◆ What you need to do ◆
Please reproduce every one of the following records word for word.

◆ Input material ◆
================================

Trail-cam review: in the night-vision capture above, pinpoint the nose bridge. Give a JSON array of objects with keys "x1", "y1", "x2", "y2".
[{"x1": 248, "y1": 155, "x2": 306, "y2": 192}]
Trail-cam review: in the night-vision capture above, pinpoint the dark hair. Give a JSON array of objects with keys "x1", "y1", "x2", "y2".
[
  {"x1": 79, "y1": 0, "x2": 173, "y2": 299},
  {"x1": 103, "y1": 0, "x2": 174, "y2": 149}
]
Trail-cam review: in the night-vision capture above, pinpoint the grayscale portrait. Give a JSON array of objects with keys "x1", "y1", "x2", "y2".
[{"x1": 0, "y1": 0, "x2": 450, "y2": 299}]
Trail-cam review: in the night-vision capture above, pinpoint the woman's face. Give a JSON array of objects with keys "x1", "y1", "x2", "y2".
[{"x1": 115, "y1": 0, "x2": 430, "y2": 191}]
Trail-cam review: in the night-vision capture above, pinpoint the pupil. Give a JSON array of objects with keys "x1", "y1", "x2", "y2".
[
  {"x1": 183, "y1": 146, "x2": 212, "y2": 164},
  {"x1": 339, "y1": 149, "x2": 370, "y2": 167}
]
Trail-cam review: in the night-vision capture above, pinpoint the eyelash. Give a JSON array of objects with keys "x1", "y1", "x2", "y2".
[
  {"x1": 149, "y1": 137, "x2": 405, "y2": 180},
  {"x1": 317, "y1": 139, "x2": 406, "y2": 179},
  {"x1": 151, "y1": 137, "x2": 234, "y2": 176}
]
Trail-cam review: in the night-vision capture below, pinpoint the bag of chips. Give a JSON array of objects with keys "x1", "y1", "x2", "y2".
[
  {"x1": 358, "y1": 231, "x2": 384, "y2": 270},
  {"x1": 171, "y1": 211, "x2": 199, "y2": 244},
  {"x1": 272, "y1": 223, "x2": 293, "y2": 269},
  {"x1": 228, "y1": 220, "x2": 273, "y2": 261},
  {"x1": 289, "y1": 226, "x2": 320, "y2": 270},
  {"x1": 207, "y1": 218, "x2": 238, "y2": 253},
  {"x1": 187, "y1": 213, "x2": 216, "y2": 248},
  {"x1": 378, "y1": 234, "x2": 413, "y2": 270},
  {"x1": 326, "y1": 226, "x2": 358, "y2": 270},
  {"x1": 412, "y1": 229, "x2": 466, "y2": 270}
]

================================

◆ Full response ◆
Trail-cam review: in the night-vision capture above, pinpoint the nose bridge. Give a JSON array of objects with keys "x1", "y1", "x2", "y2".
[{"x1": 248, "y1": 155, "x2": 306, "y2": 192}]
Trail-cam review: in the night-vision capture above, pinpoint the dark hair. Give a JSON array of objects with keys "x1", "y1", "x2", "y2".
[
  {"x1": 79, "y1": 0, "x2": 173, "y2": 299},
  {"x1": 103, "y1": 0, "x2": 174, "y2": 149}
]
Trail-cam review: in the night-vision capture above, pinpoint the grayscale portrait. Give a JSON array of objects with keys "x1", "y1", "x2", "y2".
[{"x1": 0, "y1": 0, "x2": 450, "y2": 299}]
Trail-cam review: in the night-vision capture above, pinpoint the woman's face. Give a JSON array of objects with keys "x1", "y1", "x2", "y2".
[{"x1": 115, "y1": 0, "x2": 430, "y2": 191}]
Trail-cam review: in the night-vision capture above, pinpoint the pupil. Give a JSON array of objects with keys "x1", "y1", "x2", "y2".
[
  {"x1": 183, "y1": 146, "x2": 212, "y2": 164},
  {"x1": 339, "y1": 149, "x2": 370, "y2": 167}
]
Trail-cam review: in the night-vision capture above, pinpoint the eyelash. Give a JSON array of objects with keys "x1", "y1", "x2", "y2".
[
  {"x1": 149, "y1": 137, "x2": 405, "y2": 180},
  {"x1": 317, "y1": 139, "x2": 406, "y2": 179},
  {"x1": 151, "y1": 137, "x2": 234, "y2": 176}
]
Trail-cam review: in the night-vision capture below, pinpoint the bag of chips. Give a JSON array of objects with keys "x1", "y1", "x2", "y2".
[
  {"x1": 358, "y1": 231, "x2": 384, "y2": 270},
  {"x1": 171, "y1": 211, "x2": 199, "y2": 244},
  {"x1": 272, "y1": 223, "x2": 293, "y2": 269},
  {"x1": 228, "y1": 220, "x2": 273, "y2": 261},
  {"x1": 289, "y1": 226, "x2": 320, "y2": 270},
  {"x1": 207, "y1": 218, "x2": 238, "y2": 253},
  {"x1": 187, "y1": 213, "x2": 216, "y2": 248},
  {"x1": 378, "y1": 234, "x2": 413, "y2": 270},
  {"x1": 326, "y1": 226, "x2": 358, "y2": 270},
  {"x1": 412, "y1": 229, "x2": 466, "y2": 270}
]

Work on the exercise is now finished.